Task directions =
Please output the entries below from the line that contains "Please indicate the paper" through the final line, reproduced exactly and alone.

Point-based annotation data =
______________________________

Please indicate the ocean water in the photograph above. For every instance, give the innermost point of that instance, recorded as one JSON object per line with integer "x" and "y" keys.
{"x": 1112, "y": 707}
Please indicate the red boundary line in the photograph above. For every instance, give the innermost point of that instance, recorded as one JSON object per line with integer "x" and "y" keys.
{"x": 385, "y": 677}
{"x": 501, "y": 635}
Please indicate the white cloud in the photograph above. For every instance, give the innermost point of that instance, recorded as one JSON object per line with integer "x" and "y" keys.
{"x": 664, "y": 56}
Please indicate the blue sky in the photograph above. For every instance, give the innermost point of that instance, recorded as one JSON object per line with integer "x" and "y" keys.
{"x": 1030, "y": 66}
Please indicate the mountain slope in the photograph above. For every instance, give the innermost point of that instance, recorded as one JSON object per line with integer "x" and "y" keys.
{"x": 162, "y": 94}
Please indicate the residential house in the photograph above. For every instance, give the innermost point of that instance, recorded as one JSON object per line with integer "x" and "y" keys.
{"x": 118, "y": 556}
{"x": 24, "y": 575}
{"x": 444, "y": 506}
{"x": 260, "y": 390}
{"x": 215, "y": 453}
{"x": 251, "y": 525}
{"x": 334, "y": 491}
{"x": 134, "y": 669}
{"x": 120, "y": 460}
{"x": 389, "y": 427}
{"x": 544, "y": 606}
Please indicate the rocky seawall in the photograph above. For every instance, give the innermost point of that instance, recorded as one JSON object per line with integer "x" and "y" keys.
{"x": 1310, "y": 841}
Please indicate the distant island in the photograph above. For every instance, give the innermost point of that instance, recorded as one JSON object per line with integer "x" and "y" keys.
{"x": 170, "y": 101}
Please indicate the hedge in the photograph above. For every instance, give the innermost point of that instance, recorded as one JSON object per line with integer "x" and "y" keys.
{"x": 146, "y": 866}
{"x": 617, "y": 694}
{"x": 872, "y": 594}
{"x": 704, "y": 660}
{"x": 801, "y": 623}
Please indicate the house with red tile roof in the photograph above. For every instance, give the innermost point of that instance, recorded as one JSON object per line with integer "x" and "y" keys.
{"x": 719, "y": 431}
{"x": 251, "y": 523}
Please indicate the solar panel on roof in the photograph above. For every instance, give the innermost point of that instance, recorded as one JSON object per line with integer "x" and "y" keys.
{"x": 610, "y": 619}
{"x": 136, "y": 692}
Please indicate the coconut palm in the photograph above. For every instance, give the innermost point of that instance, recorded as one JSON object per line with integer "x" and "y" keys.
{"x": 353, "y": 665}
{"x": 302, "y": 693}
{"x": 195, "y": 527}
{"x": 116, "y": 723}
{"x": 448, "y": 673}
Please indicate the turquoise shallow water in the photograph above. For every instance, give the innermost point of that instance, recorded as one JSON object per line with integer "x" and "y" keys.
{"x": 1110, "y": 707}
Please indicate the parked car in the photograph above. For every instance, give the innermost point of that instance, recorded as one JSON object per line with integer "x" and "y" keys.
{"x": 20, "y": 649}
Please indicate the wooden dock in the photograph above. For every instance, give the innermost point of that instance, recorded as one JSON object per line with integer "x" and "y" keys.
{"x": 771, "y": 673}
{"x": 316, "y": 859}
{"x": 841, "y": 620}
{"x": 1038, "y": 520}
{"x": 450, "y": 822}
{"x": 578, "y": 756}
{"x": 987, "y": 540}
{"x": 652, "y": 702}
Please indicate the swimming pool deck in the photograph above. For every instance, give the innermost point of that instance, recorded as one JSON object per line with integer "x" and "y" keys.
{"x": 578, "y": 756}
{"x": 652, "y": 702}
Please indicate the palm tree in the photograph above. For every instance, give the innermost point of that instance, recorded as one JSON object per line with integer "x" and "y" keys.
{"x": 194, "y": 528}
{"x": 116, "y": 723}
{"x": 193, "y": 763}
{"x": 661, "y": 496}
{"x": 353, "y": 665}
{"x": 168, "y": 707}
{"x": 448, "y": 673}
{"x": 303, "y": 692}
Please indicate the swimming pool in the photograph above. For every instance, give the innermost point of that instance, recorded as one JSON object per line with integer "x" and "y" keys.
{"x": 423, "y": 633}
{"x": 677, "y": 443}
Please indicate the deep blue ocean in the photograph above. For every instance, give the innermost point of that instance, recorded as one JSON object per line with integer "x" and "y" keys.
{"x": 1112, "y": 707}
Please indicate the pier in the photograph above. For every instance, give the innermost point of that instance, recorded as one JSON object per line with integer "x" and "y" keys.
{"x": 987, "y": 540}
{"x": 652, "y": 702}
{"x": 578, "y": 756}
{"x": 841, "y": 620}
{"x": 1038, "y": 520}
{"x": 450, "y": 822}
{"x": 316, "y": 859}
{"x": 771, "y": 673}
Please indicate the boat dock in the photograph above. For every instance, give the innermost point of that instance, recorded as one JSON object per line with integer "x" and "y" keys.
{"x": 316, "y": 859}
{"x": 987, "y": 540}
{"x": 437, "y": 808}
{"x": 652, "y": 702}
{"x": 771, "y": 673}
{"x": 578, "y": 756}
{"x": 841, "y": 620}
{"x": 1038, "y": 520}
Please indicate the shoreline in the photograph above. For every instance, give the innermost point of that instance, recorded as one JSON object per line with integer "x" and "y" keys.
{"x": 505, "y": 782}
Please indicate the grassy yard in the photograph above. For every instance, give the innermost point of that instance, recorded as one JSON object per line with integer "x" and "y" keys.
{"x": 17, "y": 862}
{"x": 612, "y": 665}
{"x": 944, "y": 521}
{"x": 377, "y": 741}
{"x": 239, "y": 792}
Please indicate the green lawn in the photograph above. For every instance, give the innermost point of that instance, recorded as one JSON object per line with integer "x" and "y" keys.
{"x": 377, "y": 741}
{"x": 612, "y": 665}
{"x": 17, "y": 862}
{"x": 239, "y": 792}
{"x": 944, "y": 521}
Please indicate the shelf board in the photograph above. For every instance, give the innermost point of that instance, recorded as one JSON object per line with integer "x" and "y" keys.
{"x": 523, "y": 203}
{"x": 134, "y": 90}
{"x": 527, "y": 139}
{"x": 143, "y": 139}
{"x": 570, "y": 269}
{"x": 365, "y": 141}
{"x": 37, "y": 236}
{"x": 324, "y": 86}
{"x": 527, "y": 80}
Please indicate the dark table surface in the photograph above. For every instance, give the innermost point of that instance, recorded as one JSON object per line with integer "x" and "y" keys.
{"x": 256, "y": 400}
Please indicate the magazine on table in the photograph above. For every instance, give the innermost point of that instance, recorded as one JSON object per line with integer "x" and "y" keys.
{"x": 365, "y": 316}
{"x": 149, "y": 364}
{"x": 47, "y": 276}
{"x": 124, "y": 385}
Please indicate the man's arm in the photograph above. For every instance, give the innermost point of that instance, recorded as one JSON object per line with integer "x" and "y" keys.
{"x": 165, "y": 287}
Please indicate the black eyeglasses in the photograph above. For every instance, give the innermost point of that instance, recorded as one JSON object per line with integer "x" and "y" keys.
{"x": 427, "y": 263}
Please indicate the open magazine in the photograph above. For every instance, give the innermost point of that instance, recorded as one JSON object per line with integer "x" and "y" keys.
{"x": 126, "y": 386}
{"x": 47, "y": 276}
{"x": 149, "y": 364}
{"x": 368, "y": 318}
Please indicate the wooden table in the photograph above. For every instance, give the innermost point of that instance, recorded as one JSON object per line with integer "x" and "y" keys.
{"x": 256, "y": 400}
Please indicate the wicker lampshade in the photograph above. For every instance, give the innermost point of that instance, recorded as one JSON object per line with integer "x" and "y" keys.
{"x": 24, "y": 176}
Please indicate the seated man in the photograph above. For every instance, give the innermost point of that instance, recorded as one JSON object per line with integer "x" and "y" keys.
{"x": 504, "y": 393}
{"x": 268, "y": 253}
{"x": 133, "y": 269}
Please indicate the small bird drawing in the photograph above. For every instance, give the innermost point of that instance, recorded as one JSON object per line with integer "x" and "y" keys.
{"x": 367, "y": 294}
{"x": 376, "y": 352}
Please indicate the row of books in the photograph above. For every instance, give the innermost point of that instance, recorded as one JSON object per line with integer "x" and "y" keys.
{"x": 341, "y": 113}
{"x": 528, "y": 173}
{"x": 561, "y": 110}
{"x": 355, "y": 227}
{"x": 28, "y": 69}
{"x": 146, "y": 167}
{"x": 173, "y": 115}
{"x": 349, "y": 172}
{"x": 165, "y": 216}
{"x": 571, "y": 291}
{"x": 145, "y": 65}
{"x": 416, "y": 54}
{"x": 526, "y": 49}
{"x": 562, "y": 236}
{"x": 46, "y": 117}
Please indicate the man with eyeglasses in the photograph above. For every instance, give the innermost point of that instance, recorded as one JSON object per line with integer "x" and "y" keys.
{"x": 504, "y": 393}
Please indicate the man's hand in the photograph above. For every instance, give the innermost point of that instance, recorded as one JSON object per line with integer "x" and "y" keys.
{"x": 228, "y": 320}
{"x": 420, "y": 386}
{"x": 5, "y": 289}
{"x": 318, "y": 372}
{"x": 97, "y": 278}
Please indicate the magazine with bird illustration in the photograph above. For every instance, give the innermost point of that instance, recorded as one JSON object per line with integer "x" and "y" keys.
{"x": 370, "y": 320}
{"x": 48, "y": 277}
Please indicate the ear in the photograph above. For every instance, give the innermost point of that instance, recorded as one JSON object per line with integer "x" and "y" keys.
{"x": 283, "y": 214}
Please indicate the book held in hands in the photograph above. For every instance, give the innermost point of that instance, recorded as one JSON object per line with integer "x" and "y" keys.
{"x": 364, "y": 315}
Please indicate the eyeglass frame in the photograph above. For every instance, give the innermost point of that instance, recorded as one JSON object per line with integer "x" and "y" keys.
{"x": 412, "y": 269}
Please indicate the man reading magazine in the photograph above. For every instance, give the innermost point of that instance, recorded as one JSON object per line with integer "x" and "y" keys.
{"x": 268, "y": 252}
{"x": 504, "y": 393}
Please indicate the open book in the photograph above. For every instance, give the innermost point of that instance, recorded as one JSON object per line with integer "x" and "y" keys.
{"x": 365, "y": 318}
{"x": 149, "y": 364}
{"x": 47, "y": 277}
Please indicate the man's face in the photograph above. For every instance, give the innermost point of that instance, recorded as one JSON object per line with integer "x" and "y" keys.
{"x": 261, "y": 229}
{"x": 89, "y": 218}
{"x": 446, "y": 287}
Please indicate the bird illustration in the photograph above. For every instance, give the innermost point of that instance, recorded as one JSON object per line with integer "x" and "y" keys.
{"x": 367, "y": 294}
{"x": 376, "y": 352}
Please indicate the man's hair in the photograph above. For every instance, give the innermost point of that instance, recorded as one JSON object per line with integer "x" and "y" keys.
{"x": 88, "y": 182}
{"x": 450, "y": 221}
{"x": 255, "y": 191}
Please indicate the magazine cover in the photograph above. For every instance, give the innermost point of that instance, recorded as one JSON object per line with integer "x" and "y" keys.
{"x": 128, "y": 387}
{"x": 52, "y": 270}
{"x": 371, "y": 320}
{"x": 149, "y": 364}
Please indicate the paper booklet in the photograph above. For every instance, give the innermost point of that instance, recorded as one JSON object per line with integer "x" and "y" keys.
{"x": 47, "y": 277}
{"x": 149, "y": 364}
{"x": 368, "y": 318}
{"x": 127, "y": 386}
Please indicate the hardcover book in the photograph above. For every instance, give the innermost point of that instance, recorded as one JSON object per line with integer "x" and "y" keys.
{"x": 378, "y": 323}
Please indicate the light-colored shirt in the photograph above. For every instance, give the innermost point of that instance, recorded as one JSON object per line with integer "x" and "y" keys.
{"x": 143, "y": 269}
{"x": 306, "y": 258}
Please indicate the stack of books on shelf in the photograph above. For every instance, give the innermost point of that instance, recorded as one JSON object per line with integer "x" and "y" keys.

______________________________

Response below =
Please indicate the paper booklet in the photograph above. For every instance, give the innermost point of that instance, recorded as one JSON object per line with integer "x" and "y" keys.
{"x": 47, "y": 277}
{"x": 149, "y": 364}
{"x": 368, "y": 318}
{"x": 127, "y": 386}
Please indicate the hardcover book in the photograph above. For every instance, give the innermost point of that instance, recorded as one JSON object per line with integer "x" and "y" keys.
{"x": 378, "y": 323}
Please indicate the light-colored shirt in the photograph above. For every instance, give the innermost point of that instance, recorded as one JSON object per line with integer "x" and "y" keys.
{"x": 143, "y": 269}
{"x": 306, "y": 258}
Please indicate the stack of books on shelf in the photograph above. For every instance, give the innermost point of that instance, recorded as one JSON object per line with integer "x" and "y" keys.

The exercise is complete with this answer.